§ **Records from a data collection**:
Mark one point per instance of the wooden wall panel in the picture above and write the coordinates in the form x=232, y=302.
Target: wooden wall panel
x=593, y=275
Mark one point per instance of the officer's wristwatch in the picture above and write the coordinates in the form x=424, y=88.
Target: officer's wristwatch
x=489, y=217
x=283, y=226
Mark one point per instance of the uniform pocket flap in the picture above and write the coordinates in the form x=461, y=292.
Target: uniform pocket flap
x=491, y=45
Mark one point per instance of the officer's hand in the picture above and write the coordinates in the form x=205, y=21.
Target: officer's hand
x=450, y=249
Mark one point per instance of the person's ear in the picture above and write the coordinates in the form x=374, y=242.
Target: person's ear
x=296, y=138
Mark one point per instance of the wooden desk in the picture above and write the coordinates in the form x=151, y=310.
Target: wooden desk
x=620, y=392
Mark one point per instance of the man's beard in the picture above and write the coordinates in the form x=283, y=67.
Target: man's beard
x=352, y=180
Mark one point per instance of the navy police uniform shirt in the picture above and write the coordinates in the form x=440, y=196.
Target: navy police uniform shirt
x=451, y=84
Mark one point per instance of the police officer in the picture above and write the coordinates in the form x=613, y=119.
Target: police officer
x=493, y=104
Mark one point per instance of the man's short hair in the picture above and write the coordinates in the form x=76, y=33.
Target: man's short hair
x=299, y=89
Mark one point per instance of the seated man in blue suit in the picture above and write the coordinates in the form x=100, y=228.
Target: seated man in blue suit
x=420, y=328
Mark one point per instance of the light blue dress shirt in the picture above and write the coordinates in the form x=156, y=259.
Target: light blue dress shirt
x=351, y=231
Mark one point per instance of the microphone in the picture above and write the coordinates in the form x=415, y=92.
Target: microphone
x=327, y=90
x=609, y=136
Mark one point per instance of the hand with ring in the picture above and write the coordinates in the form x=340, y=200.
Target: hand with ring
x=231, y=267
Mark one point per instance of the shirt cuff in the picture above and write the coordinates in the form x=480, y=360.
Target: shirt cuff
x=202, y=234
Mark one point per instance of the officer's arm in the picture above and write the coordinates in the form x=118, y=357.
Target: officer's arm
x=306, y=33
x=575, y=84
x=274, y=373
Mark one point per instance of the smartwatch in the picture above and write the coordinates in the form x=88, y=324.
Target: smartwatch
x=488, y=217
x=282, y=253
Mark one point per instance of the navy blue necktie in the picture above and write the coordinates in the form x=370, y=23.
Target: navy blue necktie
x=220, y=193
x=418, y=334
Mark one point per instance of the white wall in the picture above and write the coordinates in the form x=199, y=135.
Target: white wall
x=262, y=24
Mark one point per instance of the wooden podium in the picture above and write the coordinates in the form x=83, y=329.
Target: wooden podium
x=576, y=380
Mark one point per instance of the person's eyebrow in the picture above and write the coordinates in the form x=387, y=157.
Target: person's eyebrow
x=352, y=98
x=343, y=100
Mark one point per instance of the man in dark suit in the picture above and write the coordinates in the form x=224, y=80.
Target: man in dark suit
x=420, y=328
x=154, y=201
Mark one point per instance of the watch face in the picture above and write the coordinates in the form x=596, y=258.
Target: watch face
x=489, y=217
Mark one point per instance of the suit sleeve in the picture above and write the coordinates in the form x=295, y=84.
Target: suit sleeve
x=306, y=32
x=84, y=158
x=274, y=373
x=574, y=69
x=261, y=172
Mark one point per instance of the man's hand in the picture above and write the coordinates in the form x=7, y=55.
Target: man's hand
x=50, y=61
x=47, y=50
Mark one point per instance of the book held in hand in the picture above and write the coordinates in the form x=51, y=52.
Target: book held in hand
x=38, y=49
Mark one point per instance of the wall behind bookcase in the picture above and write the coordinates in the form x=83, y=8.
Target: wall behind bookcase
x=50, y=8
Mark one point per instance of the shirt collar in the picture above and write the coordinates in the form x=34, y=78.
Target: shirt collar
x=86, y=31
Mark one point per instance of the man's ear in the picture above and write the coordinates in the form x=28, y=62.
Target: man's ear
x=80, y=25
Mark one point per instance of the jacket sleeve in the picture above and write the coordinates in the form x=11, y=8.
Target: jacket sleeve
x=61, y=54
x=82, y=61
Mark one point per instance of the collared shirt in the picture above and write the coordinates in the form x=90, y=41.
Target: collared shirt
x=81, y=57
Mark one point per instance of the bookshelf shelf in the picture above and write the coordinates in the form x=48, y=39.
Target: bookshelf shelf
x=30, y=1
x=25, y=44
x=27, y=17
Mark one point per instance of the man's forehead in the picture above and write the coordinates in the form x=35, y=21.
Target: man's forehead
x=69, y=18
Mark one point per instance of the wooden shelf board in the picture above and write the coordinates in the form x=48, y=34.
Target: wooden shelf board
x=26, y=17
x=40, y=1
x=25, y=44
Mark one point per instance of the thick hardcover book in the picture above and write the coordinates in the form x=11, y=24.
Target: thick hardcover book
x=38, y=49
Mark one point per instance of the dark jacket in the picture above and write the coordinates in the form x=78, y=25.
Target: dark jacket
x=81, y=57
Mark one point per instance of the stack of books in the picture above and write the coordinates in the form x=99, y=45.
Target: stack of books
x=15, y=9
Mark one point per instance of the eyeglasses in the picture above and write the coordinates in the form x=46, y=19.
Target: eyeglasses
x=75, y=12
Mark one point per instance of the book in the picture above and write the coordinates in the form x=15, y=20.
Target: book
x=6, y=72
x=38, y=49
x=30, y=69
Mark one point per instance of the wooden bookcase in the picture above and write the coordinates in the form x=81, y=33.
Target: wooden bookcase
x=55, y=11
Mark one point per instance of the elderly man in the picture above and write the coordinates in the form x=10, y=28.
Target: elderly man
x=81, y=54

§ **Exercise description**:
Your task is to return the full listing exactly as it was given.

§ **Full solution**:
Mark one point per instance of the wooden wall panel in the picture above and write the coordinates in the form x=232, y=302.
Target: wooden wall panel
x=593, y=275
Mark one point per instance of the officer's wristwatch in the picture above and write the coordinates in the form x=424, y=88.
Target: officer's wristwatch
x=489, y=217
x=283, y=226
Mark one point per instance of the uniform pocket flap in the picture above and write the coordinates in the form x=461, y=292.
Target: uniform pocket flap
x=491, y=45
Mark one point per instance of the officer's hand in the picture above and write the coordinates in the form x=205, y=21.
Target: officer's hand
x=450, y=249
Mark one point per instance of the person's ear in the picture above and write the coordinates in the form x=374, y=242.
Target: person's ear
x=296, y=138
Mark one point per instance of the wooden desk in the picture above and write the coordinates in the form x=151, y=310.
Target: wooden desk
x=620, y=392
Mark one point per instance of the man's beard in the picture above and write the coordinates in the form x=283, y=67.
Target: man's beard
x=352, y=180
Mark one point per instance of the navy police uniform shirt in the picture above and write the coordinates in the form x=440, y=196.
Target: navy police uniform shirt
x=451, y=84
Mark one point per instance of the police officer in the picture above and write the coordinates in the form x=613, y=119.
Target: police officer
x=493, y=104
Mark one point per instance of the man's short hair in the picture above and write the coordinates in the form x=76, y=33.
Target: man's short hair
x=299, y=89
Mark one point per instance of the seated man in blue suit in the picture above and write the coordinates in the form x=100, y=228.
Target: seated man in blue suit
x=420, y=328
Mark one point per instance of the light blue dress shirt in the picture above and write the coordinates in the form x=156, y=259.
Target: light blue dress shirt
x=351, y=231
Mark one point per instance of the microphone in the picture above and write the coordinates in the form x=415, y=92.
Target: microphone
x=327, y=90
x=609, y=136
Mark one point per instance of the hand with ring in the picture above and write the coordinates in the form x=340, y=200.
Target: hand with ring
x=231, y=267
Mark one point per instance of the shirt cuff in the picture above and write the coordinates in the form x=480, y=360.
Target: shirt cuff
x=202, y=234
Mark one point per instance of the officer's arm in the picture above and write the coordinates in the form x=118, y=357.
Target: officer's arm
x=306, y=33
x=575, y=84
x=274, y=373
Mark one point per instance of the smartwatch in the picture above and write the coordinates in the form x=88, y=324.
Target: smartwatch
x=488, y=217
x=282, y=253
Mark one point per instance of the navy blue necktie in the picture above and write the coordinates in the form x=370, y=23.
Target: navy blue necktie
x=220, y=193
x=418, y=334
Mark one point per instance of the white wall in the picture above and write the coordinates in the form x=199, y=135.
Target: white wall
x=262, y=24
Mark one point per instance of the wooden podium in the picture above and write the coordinates in the form x=83, y=329.
Target: wooden podium
x=576, y=380
Mark one point per instance of the person's eyebrow in the picture above and write the coordinates in the form x=387, y=157.
Target: person's eyebrow
x=352, y=98
x=343, y=100
Mark one point per instance of the man in dark suit in the picture above and write the coordinates in the form x=224, y=80.
Target: man in dark suit
x=420, y=328
x=154, y=201
Mark one point per instance of the watch face in the picture above and write the coordinates in the form x=596, y=258.
Target: watch face
x=489, y=217
Mark one point per instance of the suit sleeve in the picture above and write the coordinates in the form x=295, y=84.
Target: suit sleeve
x=306, y=32
x=84, y=158
x=274, y=373
x=574, y=69
x=261, y=172
Mark one point per instance of the man's hand in the picture above and write the coordinates in the form x=7, y=55.
Target: man's hand
x=50, y=61
x=47, y=50
Mark one point per instance of the book held in hand in the picture above and write the coordinates in the form x=51, y=52.
Target: book held in hand
x=38, y=49
Mark one point per instance of the wall behind bookcase in the picture above and write the coordinates in the form x=83, y=8.
Target: wall behind bookcase
x=50, y=8
Mark one point per instance of the shirt collar in the picture above and write the coordinates in the form x=34, y=78.
Target: shirt collar
x=86, y=31
Mark one point per instance of the man's ear in the picture above and write the coordinates in the form x=28, y=62.
Target: man's ear
x=80, y=25
Mark one point per instance of the jacket sleeve in the picture above and write the coordinates in the form x=11, y=8.
Target: jacket sleeve
x=61, y=54
x=82, y=61
Mark one point per instance of the collared shirt in the picture above and write the coordinates in the form x=90, y=41.
Target: collared shirt
x=81, y=57
Mark one point per instance of the bookshelf shelf in the picture above and write the coordinates in the form x=48, y=39.
Target: bookshelf shelf
x=30, y=1
x=25, y=44
x=27, y=17
Mark one point per instance of the man's forehead in the picture above and write the coordinates in the form x=35, y=21.
Target: man's forehead
x=69, y=18
Mark one point per instance of the wooden shelf board in the picture above and write the coordinates in the form x=48, y=34.
Target: wooden shelf board
x=26, y=17
x=40, y=1
x=25, y=44
Mark one point per instance of the thick hardcover book in the picture above and write the coordinates in the form x=11, y=24.
Target: thick hardcover book
x=38, y=49
Mark one point per instance of the dark jacket in the picture above and write the coordinates in the form x=78, y=25.
Target: dark jacket
x=81, y=57
Mark one point per instance of the stack of books in the picture above and write the coordinates in the form x=99, y=45.
Target: stack of books
x=15, y=9
Mark one point per instance of the eyeglasses in the picture above and write the coordinates in the form x=46, y=19.
Target: eyeglasses
x=75, y=12
Mark one point per instance of the book in the picture above and write the coordinates in the form x=15, y=20.
Target: book
x=6, y=72
x=38, y=49
x=30, y=69
Mark one point per instance of the wooden bookcase in the picture above and write the coordinates in the form x=81, y=33.
Target: wooden bookcase
x=55, y=11
Mark one point per instance of the elderly man in the picture above and write the coordinates in the form x=10, y=28.
Target: elderly man
x=81, y=54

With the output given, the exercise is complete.